→ **RECORDS TO PROCESS**

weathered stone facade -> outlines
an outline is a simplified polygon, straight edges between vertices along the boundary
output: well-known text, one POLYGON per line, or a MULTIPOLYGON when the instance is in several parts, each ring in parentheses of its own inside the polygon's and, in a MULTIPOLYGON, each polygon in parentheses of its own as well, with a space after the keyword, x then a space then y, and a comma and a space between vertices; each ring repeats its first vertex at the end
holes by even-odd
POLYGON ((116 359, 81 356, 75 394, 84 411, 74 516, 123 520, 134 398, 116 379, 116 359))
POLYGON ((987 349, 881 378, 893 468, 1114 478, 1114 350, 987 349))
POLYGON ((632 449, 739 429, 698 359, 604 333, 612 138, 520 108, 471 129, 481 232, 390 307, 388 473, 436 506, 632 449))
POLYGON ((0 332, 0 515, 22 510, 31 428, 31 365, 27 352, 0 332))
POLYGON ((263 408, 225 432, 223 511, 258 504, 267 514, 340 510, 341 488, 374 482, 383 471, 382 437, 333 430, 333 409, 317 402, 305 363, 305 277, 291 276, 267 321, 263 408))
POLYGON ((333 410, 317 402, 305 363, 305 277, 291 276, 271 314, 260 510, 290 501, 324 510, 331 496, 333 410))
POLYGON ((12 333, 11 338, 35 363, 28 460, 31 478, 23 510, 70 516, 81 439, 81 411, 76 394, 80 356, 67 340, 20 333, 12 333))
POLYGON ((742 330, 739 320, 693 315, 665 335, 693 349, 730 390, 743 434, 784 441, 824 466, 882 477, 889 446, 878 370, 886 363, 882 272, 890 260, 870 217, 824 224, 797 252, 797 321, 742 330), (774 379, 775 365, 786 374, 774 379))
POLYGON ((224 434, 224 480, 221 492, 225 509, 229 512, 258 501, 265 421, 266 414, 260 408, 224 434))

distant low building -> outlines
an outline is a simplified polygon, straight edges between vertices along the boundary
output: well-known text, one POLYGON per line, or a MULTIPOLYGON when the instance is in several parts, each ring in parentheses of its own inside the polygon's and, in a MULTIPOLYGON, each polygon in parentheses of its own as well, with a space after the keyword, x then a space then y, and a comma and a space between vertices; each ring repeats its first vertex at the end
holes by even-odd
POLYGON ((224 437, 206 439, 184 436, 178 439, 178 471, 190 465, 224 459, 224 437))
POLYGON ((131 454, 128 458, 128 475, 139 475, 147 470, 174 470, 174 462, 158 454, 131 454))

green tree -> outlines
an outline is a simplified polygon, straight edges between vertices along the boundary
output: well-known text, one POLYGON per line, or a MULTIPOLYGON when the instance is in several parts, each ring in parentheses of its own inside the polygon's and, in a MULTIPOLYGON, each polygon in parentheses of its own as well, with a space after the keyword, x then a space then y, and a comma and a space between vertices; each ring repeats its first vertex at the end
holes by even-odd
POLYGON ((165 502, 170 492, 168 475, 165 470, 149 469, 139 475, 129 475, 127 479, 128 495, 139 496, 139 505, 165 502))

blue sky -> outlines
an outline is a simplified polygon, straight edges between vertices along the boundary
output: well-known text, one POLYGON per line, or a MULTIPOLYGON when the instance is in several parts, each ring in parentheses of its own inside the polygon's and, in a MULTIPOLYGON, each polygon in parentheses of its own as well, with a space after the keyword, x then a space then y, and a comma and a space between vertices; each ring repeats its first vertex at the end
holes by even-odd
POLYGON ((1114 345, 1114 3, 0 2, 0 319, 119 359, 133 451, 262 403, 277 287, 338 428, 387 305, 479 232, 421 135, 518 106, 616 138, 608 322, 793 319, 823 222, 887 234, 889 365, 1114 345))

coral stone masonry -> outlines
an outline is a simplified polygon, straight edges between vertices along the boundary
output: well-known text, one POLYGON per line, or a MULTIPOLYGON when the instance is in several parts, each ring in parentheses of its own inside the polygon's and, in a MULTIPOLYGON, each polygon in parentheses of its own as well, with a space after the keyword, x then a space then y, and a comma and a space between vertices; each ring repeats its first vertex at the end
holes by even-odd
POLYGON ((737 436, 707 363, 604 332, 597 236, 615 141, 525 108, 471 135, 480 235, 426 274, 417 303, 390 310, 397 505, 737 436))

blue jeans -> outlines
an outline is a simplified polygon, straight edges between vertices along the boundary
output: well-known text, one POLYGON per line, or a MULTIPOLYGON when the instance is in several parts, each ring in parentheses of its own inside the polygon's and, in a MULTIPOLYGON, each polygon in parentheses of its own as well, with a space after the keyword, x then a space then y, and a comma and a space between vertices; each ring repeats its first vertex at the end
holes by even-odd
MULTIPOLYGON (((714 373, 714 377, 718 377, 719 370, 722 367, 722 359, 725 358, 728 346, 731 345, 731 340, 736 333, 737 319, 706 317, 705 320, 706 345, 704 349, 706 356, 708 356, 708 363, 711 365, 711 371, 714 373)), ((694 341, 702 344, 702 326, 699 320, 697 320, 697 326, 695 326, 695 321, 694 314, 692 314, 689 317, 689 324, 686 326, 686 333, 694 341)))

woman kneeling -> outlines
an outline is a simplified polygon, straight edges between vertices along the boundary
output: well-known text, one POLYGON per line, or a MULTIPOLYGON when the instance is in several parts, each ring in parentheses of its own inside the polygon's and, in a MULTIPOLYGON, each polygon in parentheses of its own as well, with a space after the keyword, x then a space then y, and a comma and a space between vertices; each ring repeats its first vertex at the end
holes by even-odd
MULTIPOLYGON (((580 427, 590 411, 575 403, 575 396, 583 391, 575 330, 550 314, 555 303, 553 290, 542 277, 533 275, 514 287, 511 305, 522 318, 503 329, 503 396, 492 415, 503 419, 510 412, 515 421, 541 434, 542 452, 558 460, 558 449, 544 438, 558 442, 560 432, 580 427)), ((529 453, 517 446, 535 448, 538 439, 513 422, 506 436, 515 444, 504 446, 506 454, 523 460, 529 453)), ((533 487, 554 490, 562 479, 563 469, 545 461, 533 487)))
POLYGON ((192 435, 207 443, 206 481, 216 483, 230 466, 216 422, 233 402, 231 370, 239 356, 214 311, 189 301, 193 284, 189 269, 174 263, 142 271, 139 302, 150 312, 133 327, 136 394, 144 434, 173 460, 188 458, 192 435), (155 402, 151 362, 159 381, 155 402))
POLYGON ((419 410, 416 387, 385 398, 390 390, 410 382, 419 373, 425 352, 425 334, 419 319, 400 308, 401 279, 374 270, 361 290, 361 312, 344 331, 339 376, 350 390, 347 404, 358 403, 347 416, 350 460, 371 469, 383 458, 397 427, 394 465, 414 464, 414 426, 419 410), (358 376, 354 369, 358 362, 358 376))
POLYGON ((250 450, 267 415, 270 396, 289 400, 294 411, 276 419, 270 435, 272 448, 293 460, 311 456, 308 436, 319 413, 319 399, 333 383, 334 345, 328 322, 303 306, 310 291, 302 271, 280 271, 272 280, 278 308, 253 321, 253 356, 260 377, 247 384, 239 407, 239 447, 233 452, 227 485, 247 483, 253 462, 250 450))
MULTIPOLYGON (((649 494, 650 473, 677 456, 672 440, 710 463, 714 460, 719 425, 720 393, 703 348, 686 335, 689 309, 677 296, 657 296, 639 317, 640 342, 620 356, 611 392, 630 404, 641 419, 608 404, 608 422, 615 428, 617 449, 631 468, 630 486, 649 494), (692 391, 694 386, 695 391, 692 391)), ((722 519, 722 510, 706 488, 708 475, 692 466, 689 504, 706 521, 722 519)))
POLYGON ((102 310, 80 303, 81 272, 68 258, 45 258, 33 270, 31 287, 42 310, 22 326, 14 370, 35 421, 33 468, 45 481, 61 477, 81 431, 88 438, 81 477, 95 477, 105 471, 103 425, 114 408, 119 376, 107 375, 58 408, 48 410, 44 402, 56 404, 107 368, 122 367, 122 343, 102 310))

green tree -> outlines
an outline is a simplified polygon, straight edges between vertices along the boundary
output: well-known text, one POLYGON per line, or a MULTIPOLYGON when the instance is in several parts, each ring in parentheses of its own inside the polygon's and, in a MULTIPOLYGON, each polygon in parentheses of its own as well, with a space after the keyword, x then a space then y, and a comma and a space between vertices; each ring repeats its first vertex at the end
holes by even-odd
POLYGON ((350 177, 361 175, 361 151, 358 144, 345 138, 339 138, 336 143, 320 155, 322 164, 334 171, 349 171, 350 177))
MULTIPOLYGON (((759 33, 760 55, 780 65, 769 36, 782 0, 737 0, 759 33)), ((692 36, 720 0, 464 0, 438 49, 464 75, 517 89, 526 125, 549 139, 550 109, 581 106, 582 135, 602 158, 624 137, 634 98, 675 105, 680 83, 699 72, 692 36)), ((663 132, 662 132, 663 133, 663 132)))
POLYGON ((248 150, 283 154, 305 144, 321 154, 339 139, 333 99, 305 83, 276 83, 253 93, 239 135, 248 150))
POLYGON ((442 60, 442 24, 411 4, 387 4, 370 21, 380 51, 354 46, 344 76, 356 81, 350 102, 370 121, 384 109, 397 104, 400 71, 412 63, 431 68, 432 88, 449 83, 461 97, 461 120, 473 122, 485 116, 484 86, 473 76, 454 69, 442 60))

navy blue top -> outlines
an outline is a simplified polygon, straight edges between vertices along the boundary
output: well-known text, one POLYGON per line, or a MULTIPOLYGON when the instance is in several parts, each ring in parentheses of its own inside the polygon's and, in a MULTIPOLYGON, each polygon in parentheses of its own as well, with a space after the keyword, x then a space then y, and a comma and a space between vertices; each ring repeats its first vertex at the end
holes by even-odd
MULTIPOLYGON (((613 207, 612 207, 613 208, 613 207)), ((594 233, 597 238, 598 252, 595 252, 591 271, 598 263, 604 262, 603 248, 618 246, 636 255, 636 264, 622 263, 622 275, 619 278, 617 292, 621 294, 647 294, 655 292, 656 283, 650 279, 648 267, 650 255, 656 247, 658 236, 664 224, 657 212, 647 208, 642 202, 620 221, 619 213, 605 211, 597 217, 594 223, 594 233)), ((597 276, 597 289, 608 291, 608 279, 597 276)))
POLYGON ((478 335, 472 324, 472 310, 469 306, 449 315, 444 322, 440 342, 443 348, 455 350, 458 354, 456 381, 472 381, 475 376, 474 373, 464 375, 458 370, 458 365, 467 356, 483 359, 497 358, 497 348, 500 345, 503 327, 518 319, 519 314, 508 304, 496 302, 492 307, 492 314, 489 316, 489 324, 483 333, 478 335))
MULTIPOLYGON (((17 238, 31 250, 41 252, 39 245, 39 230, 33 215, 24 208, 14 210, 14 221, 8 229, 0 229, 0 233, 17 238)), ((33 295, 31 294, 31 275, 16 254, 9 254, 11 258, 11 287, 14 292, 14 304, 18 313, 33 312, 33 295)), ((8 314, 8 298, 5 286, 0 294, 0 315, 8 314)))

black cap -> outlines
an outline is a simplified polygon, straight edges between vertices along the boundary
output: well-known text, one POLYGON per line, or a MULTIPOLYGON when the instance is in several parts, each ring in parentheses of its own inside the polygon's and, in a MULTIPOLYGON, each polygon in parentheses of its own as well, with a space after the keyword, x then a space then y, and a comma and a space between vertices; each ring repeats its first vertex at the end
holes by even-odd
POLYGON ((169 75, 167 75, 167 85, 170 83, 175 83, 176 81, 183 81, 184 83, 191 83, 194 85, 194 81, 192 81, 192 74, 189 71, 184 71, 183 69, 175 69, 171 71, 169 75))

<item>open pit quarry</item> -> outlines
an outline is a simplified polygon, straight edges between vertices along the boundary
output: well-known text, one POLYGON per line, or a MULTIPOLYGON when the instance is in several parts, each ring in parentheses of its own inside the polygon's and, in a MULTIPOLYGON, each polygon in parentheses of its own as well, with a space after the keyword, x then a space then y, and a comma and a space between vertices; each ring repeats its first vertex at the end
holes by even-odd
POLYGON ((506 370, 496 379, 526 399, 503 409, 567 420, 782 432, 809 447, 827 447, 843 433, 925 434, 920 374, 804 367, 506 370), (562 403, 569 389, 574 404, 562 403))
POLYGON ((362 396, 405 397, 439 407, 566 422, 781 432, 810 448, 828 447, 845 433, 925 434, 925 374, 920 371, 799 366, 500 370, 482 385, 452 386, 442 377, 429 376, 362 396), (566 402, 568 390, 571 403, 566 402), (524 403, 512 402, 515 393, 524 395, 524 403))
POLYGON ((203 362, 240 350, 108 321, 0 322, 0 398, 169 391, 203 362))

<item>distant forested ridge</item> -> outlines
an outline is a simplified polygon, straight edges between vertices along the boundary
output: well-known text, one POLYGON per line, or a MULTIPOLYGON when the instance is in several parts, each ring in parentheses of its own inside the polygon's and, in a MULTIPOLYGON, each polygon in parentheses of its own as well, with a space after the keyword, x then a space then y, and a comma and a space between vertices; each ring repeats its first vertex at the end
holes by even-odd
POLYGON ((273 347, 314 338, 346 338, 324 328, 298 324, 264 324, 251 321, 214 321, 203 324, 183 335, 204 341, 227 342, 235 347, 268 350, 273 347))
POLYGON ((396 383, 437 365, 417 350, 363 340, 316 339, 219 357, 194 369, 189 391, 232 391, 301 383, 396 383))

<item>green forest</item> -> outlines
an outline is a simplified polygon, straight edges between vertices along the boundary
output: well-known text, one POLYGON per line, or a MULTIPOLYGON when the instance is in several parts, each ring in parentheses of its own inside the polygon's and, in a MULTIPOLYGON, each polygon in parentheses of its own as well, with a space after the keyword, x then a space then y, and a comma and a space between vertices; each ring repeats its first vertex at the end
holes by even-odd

→ **WHAT THE EXERCISE ASKS**
Repeat the data between the line holding "navy blue top -> outlines" and the line holding "MULTIPOLYGON (((613 207, 612", inclusive, with every character unchanged.

→ **RESULT OF THE TASK**
navy blue top -> outlines
an outline is a simplified polygon, straight edges between vertices along the boundary
output: well-known text, one POLYGON per line, or a MULTIPOLYGON when the instance is in several parts, each ring in parentheses of its own inside the polygon's and, in a MULTIPOLYGON, each polygon in parentheses of its own as well, with a space after the keyword, x then a space then y, and a comma and a space between vertices; each ring repeats its first vertex at the end
holes by even-odd
MULTIPOLYGON (((613 207, 612 207, 613 208, 613 207)), ((594 233, 597 238, 598 252, 595 252, 591 271, 598 263, 604 262, 603 248, 618 246, 636 255, 636 264, 622 263, 622 275, 619 278, 617 292, 621 294, 647 294, 655 292, 656 283, 650 279, 648 267, 650 255, 656 247, 658 236, 664 224, 657 212, 647 208, 642 202, 620 221, 619 213, 605 211, 597 217, 594 223, 594 233)), ((597 276, 597 289, 608 291, 608 279, 597 276)))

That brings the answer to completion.